• _TASK DIRECTIONS_
Reproduce all entries verbatim, with nothing added or dropped.

• _DATA FOR THE TASK_
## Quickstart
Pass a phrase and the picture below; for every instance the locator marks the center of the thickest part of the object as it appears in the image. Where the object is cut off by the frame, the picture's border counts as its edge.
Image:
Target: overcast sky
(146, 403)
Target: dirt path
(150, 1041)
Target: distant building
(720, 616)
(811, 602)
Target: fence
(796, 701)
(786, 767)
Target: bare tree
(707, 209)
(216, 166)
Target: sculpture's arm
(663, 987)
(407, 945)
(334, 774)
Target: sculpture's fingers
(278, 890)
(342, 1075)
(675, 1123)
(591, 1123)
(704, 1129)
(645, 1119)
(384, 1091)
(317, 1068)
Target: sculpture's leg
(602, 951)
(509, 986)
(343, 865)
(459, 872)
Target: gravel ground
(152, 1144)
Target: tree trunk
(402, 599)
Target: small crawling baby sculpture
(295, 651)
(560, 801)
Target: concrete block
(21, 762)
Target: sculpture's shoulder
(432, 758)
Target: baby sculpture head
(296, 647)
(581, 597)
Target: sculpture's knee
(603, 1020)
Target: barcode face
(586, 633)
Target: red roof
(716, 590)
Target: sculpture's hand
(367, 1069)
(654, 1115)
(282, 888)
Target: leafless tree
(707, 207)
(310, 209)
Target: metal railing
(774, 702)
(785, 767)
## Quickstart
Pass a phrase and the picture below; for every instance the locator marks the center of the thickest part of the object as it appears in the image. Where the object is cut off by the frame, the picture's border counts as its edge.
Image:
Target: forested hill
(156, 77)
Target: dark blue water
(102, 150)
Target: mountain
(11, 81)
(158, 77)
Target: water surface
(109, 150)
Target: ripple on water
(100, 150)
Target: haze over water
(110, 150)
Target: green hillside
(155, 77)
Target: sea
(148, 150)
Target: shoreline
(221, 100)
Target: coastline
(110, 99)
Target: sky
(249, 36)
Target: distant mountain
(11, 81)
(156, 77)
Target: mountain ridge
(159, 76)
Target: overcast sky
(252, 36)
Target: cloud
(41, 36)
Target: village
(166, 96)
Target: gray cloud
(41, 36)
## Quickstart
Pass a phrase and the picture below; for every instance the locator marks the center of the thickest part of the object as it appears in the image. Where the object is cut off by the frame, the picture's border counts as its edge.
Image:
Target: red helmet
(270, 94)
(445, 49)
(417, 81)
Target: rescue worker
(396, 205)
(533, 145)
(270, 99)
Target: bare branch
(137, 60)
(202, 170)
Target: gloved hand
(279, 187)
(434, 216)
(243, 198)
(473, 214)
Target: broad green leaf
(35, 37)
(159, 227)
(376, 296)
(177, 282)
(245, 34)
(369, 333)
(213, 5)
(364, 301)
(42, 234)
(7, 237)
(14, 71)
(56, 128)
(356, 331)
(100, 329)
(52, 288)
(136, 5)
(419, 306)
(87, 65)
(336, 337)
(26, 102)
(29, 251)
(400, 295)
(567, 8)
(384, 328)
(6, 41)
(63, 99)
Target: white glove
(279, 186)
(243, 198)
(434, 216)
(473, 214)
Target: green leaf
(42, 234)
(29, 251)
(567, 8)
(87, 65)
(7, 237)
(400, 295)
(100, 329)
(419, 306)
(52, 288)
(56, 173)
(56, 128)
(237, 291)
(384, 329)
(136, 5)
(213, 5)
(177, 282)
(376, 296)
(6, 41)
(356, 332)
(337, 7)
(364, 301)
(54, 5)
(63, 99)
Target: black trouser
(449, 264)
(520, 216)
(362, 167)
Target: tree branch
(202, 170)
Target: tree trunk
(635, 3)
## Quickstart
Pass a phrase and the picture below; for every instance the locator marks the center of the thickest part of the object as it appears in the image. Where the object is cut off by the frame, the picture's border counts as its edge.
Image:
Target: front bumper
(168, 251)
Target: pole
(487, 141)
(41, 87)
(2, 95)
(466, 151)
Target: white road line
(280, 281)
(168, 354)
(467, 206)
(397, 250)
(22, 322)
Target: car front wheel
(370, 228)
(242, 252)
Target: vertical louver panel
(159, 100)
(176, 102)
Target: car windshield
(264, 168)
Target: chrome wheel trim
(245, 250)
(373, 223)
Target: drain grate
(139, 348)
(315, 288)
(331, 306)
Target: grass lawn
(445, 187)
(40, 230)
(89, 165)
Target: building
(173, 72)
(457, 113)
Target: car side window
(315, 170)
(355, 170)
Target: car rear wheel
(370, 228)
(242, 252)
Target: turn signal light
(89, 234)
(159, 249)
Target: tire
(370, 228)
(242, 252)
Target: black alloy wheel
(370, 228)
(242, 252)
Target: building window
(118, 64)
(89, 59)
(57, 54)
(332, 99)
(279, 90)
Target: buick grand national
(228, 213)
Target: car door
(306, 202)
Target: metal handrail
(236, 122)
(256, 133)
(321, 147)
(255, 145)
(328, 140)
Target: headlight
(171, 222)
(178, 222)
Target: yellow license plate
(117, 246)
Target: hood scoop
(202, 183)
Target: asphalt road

• _RESULT OF THE EXERCISE_
## Quickstart
Pass a phrase and the picture below; for every instance the locator marks the center of the thickest part of the object as it appears in the image. Where the object is cut off by the frame, the picture's border counts as its edge.
Image:
Target: overcast sky
(146, 403)
Target: dirt path
(150, 1041)
Target: distant building
(720, 616)
(811, 602)
Target: fence
(796, 701)
(786, 767)
Target: bare tree
(707, 209)
(216, 166)
Target: sculpture's arm
(663, 987)
(407, 945)
(334, 774)
Target: sculpture's fingers
(278, 890)
(342, 1075)
(675, 1123)
(591, 1123)
(704, 1129)
(645, 1119)
(384, 1091)
(317, 1068)
Target: sculpture's leg
(602, 951)
(509, 986)
(343, 865)
(459, 872)
Target: gravel ground
(152, 1144)
Target: tree trunk
(402, 599)
Target: small crawling baby sculpture
(295, 651)
(560, 801)
Target: concrete block
(21, 762)
Target: sculpture's shoulder
(432, 758)
Target: baby sculpture head
(296, 647)
(581, 597)
Target: sculpture's knee
(603, 1020)
Target: barcode face
(586, 633)
Target: red roof
(716, 590)
Target: sculpture's hand
(367, 1069)
(654, 1115)
(282, 888)
Target: leafless tree
(707, 207)
(310, 209)
Target: metal railing
(774, 702)
(785, 767)
## Quickstart
Pass a phrase and the picture below; for every instance the locator marks the center of the thickest part of the object as it appears in the image. Where the object is cut off by the frame, the picture's border counts as its edge.
Image:
Target: forested hill
(156, 77)
Target: dark blue water
(102, 150)
Target: mountain
(11, 81)
(158, 77)
Target: water surface
(109, 150)
Target: ripple on water
(100, 150)
Target: haze over water
(110, 150)
Target: green hillside
(155, 77)
Target: sea
(148, 150)
Target: shoreline
(221, 100)
Target: coastline
(110, 99)
Target: sky
(249, 36)
Target: distant mountain
(11, 81)
(156, 77)
Target: mountain ridge
(159, 76)
Target: overcast sky
(252, 36)
Target: cloud
(41, 36)
Target: village
(166, 96)
Target: gray cloud
(41, 36)
## Quickstart
Pass a phrase and the picture below; for every instance the locator marks the center of the thickest part of the object as it appears in the image. Where the object is cut off by the frame, the picture's border counts as its edge.
Image:
Target: red helmet
(270, 94)
(445, 49)
(417, 81)
Target: rescue worker
(396, 205)
(533, 145)
(270, 99)
Target: bare branch
(137, 60)
(202, 170)
Target: gloved hand
(279, 187)
(434, 216)
(243, 198)
(473, 214)
Target: broad green leaf
(35, 37)
(159, 227)
(376, 296)
(177, 282)
(245, 34)
(369, 333)
(213, 5)
(364, 301)
(42, 234)
(7, 237)
(14, 71)
(56, 128)
(356, 331)
(100, 329)
(52, 288)
(136, 5)
(419, 306)
(87, 65)
(336, 337)
(26, 102)
(29, 251)
(400, 295)
(567, 8)
(384, 328)
(6, 41)
(63, 99)
Target: white glove
(279, 186)
(243, 198)
(434, 216)
(473, 214)
Target: green leaf
(42, 234)
(29, 251)
(567, 8)
(87, 65)
(7, 237)
(400, 295)
(100, 329)
(419, 306)
(52, 288)
(56, 173)
(56, 128)
(237, 291)
(384, 329)
(136, 5)
(213, 5)
(177, 282)
(376, 296)
(6, 41)
(356, 332)
(337, 7)
(364, 301)
(54, 5)
(63, 99)
Target: black trouser
(449, 264)
(520, 216)
(362, 167)
Target: tree branch
(202, 170)
Target: tree trunk
(635, 3)
## Quickstart
Pass a phrase and the picture below; for every instance the locator marks the center of the thickest part of the object as it appears in the image. Where the object is cut off by the frame, the picture's border counts as its edge.
Image:
Target: front bumper
(168, 251)
Target: pole
(487, 141)
(41, 87)
(2, 95)
(466, 151)
Target: white road line
(280, 281)
(168, 354)
(467, 206)
(397, 250)
(22, 322)
Target: car front wheel
(370, 228)
(242, 252)
Target: vertical louver panel
(159, 100)
(176, 102)
Target: car windshield
(264, 168)
Target: chrome wheel trim
(245, 250)
(373, 223)
Target: drain grate
(139, 348)
(315, 288)
(331, 306)
Target: grass lawn
(445, 187)
(40, 230)
(89, 165)
Target: building
(173, 72)
(457, 113)
Target: car side window
(315, 170)
(355, 170)
Target: car rear wheel
(370, 228)
(242, 252)
Target: turn signal light
(89, 234)
(159, 249)
Target: tire
(370, 228)
(242, 252)
Target: black alloy wheel
(370, 228)
(242, 252)
Target: building window
(118, 64)
(89, 59)
(57, 54)
(332, 99)
(279, 90)
Target: buick grand national
(228, 213)
Target: car door
(306, 202)
Target: metal handrail
(236, 122)
(256, 133)
(321, 147)
(255, 145)
(328, 140)
Target: headlight
(171, 222)
(178, 222)
Target: yellow license plate
(117, 246)
Target: hood scoop
(202, 183)
Target: asphalt road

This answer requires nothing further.